───── PASSAGE TO READ

But Baylor homered with a man on to make it interesting, and Henderson did the same with two outs and two strikes to make it excruciating. "We're ballplayers," replied Henderson when asked how with one swing left in the season he managed to block out a mortal fear of failure. "We fail most of the time." Though the Angels tied the game in the bottom of the ninth and still had the bases loaded with only one out, Third Baseman Doug DeCinces and then Grich faltered in the clutch. After a couple of innings of outfielders' banging walls like cymbals clashing, Henderson's sacrifice fly finally and fittingly won. "I got no place to sleep tonight," Mauch said numbly. "I bet my house that DeCinces would get that run in from third."

──────────
───── MATERIALS PROVIDED

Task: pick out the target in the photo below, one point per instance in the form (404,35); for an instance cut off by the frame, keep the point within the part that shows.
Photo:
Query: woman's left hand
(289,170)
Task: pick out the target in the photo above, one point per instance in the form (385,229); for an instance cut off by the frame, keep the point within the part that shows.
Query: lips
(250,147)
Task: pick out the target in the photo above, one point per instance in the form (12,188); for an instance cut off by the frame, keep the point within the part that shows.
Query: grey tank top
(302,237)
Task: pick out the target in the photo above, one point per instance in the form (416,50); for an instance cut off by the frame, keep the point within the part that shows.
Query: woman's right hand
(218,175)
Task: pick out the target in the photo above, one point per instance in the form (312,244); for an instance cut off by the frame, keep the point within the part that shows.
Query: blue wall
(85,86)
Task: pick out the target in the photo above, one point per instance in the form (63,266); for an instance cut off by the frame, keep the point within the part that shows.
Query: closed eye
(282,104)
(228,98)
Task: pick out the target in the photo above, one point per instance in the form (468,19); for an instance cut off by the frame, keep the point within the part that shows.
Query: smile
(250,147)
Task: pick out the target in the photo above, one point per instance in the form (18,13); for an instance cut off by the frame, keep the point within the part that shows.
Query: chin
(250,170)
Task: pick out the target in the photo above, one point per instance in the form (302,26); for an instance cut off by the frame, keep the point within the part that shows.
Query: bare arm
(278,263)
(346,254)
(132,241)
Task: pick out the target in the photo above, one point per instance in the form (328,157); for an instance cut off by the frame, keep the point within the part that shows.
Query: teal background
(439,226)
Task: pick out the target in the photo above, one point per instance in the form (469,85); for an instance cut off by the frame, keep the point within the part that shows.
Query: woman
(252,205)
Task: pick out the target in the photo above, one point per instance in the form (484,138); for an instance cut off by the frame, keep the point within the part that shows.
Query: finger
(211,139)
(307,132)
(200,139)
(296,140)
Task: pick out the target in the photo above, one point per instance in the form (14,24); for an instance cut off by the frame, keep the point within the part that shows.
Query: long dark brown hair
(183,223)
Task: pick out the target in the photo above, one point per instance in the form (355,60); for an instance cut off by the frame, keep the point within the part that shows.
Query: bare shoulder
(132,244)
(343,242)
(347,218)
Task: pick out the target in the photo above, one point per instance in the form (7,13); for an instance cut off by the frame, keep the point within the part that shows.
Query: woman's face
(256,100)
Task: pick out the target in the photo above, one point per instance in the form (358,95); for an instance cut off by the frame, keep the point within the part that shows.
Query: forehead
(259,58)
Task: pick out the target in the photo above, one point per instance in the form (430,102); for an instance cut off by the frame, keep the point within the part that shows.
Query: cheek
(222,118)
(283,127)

──────────

**TO BE DONE:**
- A) Output the lines of the listing from the line containing "the form (430,102);" through the end of the listing as a JSON list of strings, one string per line, with blank lines omitted.
- B) Write what comes next in the passage about the Angels' baseball game, picking up where it stops.

**TASK RESPONSES:**
- A)
[
  "Task: pick out the target in the photo above, one point per instance in the form (430,102); for an instance cut off by the frame, keep the point within the part that shows.",
  "Query: cheek",
  "(222,118)",
  "(283,127)"
]

- B)
Meanwhile New York had a game's lead over Houston after five, but the Mets were blessed to be alive. The best team in baseball, self-appointed, batted .189 and struck out 57 times. Split-Fingered Fast-Baller Mike Scott dismayed the Mets twice; all they could do with Scott was collect allegedly scuffed baseballs and cry to the press. Dykstra's ninth-inning homer saved a third loss, and Umpire Fred Brocklander's mistaken out call at first base forestalled a fourth. Houston's essential run was lost. Slumping Catcher Gary Carter eventually won that one in the twelfth inning with a flash single off flamboyant Reliever Charlie Kerfeld, who had given Carter the back of his glove and hand fielding an earlier zinger.